ILO: Global Workforce is at Risk as Climate Changes

April 22, 2024 thehrobserver-hrobserver-climatechange-workers-ILO

Over 70% of the global workforce faces the likelihood of being exposed to health risks, including death, due to climate change, said a new report by the International Labour Organisation (ILO).

According to the report Ensuring safety and health at work in a changing climate, climate change is already having a serious impact on the safety and health of workers globally cause hundreds of thousands of death.

They added that the ongoing occupational safety and health protections are inadequate in addressing these risks. The report suggests that more than 2.4 billion workers out of the global workforce of 3.4 billion are at risk of exposure to excessive heat during their work, based on 2020 figures.

Moreover, in this report, the ILO estimates that 18,970 lives and 2.09 million disability-adjusted life years are lost annually due to the 22.87 million occupational injuries, which are attributable to excessive heat. 

“However, the impact of climate change on workers goes well beyond exposure to excessive heat,” the report explains. Therefore, creating a “cocktail of hazards”, which results in a range of dangerous health conditions. These include cancer, cardiovascular disease, respiratory illnesses, kidney dysfunction, and mental health conditions.

“It’s clear that climate change is already creating significant additional health hazards for workers,” said Manal Azzi, OSH Team Lead at the ILO. 

In the agriculture sector alone, over 870 million workers are likely to be exposed to pesticides, with more than 300,000 deaths attributed to pesticide poisoning annually.

The ILO has estimated around 15,000 work-related deaths every year due to exposure to parasitic and vector-borne diseases.

“It is essential that we heed these warnings. Occupational safety and health considerations must become part of our climate change responses – both policies and actions. Working in safe and healthy environments is recognised as one of the ILO’s fundamental principles and rights at work. We must deliver on that commitment in relation to climate change, just as in every other aspect of work,” added Azzi.

(Stored items)
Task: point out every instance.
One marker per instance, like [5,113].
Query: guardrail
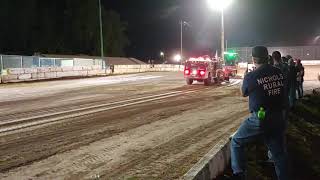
[43,73]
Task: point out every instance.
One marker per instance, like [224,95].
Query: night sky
[153,25]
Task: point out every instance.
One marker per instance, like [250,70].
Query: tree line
[59,27]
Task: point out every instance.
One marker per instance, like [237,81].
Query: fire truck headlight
[194,72]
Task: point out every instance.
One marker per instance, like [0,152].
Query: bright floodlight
[219,4]
[177,57]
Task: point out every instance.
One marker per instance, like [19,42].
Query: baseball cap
[260,52]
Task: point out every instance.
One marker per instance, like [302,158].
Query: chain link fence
[12,61]
[299,52]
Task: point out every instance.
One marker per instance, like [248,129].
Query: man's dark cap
[260,52]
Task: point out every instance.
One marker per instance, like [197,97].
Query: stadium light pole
[101,30]
[182,23]
[101,39]
[220,5]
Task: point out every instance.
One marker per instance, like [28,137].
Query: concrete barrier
[212,164]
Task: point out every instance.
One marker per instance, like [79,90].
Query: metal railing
[300,52]
[13,61]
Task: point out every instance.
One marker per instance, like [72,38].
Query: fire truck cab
[203,69]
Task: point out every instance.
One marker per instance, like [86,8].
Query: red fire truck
[203,69]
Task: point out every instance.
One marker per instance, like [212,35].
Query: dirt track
[154,140]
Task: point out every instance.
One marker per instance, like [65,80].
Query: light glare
[219,4]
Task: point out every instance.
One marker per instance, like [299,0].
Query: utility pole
[101,30]
[181,37]
[101,37]
[222,36]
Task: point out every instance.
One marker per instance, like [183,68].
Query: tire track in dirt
[184,150]
[48,141]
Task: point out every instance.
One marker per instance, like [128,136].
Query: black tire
[207,82]
[189,81]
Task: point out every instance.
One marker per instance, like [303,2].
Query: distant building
[306,53]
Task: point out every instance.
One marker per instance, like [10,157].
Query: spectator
[292,82]
[300,78]
[283,66]
[265,88]
[270,60]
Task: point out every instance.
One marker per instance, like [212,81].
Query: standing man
[292,82]
[300,78]
[265,88]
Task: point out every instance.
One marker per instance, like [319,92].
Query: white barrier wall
[33,74]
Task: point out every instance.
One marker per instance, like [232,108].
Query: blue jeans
[292,96]
[251,130]
[300,89]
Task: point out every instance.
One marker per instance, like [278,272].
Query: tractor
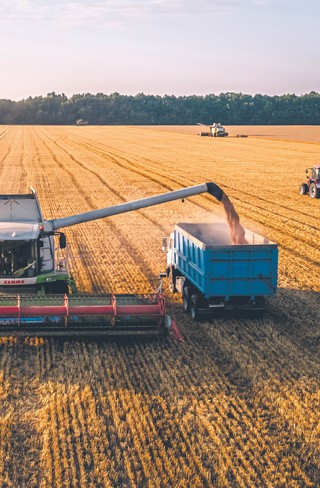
[312,187]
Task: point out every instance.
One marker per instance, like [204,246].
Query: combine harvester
[35,282]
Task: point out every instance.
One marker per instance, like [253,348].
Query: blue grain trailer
[212,273]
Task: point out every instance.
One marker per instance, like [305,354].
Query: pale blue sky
[175,47]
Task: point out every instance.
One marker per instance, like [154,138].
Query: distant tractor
[312,187]
[216,130]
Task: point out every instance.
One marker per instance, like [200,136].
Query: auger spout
[210,188]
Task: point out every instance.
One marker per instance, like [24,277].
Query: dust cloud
[237,232]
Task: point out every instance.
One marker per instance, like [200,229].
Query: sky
[173,47]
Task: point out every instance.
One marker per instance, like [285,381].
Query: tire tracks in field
[164,174]
[252,215]
[133,252]
[127,164]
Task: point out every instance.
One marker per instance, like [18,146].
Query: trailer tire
[303,190]
[194,307]
[172,280]
[186,299]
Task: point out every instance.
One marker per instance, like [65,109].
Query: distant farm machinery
[312,186]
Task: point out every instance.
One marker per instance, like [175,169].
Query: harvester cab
[312,187]
[33,257]
[35,282]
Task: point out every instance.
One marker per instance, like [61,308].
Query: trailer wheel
[194,307]
[186,299]
[303,190]
[172,280]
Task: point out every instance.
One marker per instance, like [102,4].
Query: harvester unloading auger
[35,280]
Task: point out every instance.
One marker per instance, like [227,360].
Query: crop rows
[235,405]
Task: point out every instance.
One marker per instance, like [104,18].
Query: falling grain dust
[237,232]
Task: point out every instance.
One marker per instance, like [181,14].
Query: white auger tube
[210,187]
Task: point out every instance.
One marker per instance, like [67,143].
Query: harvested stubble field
[238,403]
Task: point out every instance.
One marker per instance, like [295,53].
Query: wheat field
[237,404]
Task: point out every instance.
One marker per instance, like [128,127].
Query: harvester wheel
[314,192]
[194,307]
[303,190]
[186,299]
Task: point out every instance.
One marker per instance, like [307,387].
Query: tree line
[141,109]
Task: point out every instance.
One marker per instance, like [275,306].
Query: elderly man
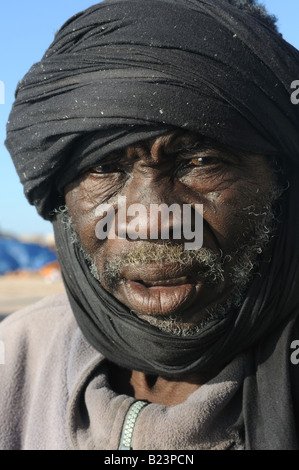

*Task item A*. Please say whether each statement agrees with the article on climate risks to workers, answering yes or no and quoting the deciding words: (i) the ILO estimates that 18,970 lives are lost each year to occupational injuries attributable to excessive heat; (ii) the report finds current occupational safety and health protections adequate for these risks; (iii) the ILO estimates around 50,000 work-related deaths a year from parasitic and vector-borne diseases.
*Task item B*. Echo word for word the part of the article on climate risks to workers from "Over 70% of" to "on 2020 figures.".
The rows are separate material, apart from the article on climate risks to workers.

*Answer space A*.
(i) Yes: "the ILO estimates that 18,970 lives and 2.09 million disability-adjusted life years are lost annually due to the 22.87 million occupational injuries, which are attributable to excessive heat"
(ii) No: "the ongoing occupational safety and health protections are inadequate in addressing these risks"
(iii) No: "The ILO has estimated around 15,000 work-related deaths every year due to exposure to parasitic and vector-borne diseases"

*Answer space B*.
Over 70% of the global workforce faces the likelihood of being exposed to health risks, including death, due to climate change, said a new report by the International Labour Organisation (ILO).

According to the report Ensuring safety and health at work in a changing climate, climate change is already having a serious impact on the safety and health of workers globally cause hundreds of thousands of death.

They added that the ongoing occupational safety and health protections are inadequate in addressing these risks. The report suggests that more than 2.4 billion workers out of the global workforce of 3.4 billion are at risk of exposure to excessive heat during their work, based on 2020 figures.